> Tasks to carry out
1) From the taxman's recollections, copy the passage starting with "Some of my work" and going on through "on with it.".
2) In the taxman's recollections, how far did the Kentish Town man's operation scar run?
3) Write the next part of the taxman's recollections, picking up after their final sentence.

> Excerpted text
***
Either I’m a nosey bugger or am just naturally interested in people’s lives. I mean, if you met a porn-star you’d want to know all sorts of things, wouldn’t you?


Some people tell you too much. This one fella in Kentish Town I was calling on (some Schedule D outstanding?) was determined to show me his operation scar. I seem to be one of those people that folk feel free to show their operation scars to. I have to admit, though, it was some scar alright. Don’t know what had been wrong with him but it can’t have been good. Damn thing, all liverish and fresh, went all the way from his groin to up beyond his chest.

He did tell me what his ailment had been but I was too conscious of this rivulet of a scar and the fact of his semi-nakidity in what was quite a confined space to fully take in the information. ‘Diseased tripes’ or somesuch.

Poor bloke was just dying – maybe literally – to show off his trophy scar to someone and who better than the taxman. You’re no’ getting any money but here, cop for this!


Some of my work colleagues were a tad on the nutty side. Back in old days, even before computers were common in offices things were awful basic. You got a tin with some work in it and you got on with it. 

To be employed in the lower reaches of the British Civil Service all you had to do was turn up at the interview and not swear at anyone. They chose people by ‘the cut of their jib’ and not by any fancified consultancy-engendered  ‘competency-based’ rigmarole that they have now. Even to apply to work for such as the DWP these days you’d think it was NASA doing the recruiting. Three ‘interview stages’ so you can wind up asking folk what work they’ve been looking for and could they maybe try a little harder.
***
> Input data

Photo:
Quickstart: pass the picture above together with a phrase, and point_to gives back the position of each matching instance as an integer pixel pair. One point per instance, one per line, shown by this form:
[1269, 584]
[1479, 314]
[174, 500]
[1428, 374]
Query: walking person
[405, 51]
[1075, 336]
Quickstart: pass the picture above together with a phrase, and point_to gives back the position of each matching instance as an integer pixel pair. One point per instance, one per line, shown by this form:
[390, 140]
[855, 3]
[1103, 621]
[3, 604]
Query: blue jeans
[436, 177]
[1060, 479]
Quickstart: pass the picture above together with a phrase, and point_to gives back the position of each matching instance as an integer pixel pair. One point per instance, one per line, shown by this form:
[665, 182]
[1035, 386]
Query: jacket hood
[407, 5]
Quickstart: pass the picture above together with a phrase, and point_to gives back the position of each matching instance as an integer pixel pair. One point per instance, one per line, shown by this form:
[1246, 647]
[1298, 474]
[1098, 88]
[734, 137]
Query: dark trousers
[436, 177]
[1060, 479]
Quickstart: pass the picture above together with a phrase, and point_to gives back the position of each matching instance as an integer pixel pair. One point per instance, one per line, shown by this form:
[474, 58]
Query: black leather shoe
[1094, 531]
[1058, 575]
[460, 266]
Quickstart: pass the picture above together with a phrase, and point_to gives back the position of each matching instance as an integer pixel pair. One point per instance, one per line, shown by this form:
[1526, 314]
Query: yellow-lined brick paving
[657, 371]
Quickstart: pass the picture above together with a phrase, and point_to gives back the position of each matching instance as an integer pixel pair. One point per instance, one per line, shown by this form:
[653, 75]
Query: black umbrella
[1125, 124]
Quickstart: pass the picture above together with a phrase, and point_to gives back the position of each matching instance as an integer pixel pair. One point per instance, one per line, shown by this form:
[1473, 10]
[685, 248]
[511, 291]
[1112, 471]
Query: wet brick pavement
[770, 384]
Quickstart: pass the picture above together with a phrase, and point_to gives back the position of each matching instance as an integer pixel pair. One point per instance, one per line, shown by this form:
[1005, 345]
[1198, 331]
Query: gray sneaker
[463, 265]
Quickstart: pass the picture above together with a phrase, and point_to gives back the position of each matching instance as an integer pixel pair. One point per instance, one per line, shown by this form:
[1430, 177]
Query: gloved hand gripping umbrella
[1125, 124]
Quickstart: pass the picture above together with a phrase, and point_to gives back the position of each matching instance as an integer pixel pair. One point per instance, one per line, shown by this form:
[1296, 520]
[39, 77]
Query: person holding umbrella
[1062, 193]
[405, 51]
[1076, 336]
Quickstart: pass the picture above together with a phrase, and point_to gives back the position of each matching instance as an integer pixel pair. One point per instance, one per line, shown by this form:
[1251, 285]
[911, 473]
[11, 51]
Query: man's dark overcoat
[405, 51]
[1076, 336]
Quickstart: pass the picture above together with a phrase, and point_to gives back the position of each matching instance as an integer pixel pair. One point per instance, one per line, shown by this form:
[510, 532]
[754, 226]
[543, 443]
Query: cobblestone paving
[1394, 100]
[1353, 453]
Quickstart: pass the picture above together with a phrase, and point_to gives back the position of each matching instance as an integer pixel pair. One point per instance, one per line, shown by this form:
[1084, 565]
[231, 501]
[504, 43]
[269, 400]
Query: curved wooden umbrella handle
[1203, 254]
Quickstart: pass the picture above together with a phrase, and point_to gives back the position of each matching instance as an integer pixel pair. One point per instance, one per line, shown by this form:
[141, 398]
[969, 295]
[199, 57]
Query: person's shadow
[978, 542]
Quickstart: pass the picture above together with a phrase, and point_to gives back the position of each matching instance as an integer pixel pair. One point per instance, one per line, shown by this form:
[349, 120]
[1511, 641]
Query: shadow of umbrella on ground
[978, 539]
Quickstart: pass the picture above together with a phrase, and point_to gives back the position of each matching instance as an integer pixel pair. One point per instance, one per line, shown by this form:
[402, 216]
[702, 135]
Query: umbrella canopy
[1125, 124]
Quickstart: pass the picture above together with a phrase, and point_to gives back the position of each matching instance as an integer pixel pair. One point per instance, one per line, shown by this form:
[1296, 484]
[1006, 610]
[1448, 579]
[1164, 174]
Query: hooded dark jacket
***
> Per-task answers
1)
Some of my work colleagues were a tad on the nutty side. Back in old days, even before computers were common in offices things were awful basic. You got a tin with some work in it and you got on with it.

2) From his groin to beyond his chest.

3)
You weren’t really expected to do much work and I think you’d maybe raise concerns with management, who didn’t do much work either, if you did. I had one manager named Avril who looked a little like Crystal Tipps off that cartoon on the telly but without the personality. I think I scared the life out of her with my somewhat ribald Scottish humour (either that or she couldn’t understand a blind word I was saying which, now visualising the bewilderment on her little face anytime I spoke to her, is the more likely scenario).

My first mentor as a tax-clerk was a raspy wee rat-featured wummin that smoked cigars. Being a callow though secretly lustful youth I fancied her rotten. I fantasised about erotic trysts in the store-room among the ink-pads and County Court warning letters. I would have set the place ablaze with my sensual fervour while she set it ablaze with her fiery stubs. We would be discovered eternally encoupled by fire officers, two husks of horny human.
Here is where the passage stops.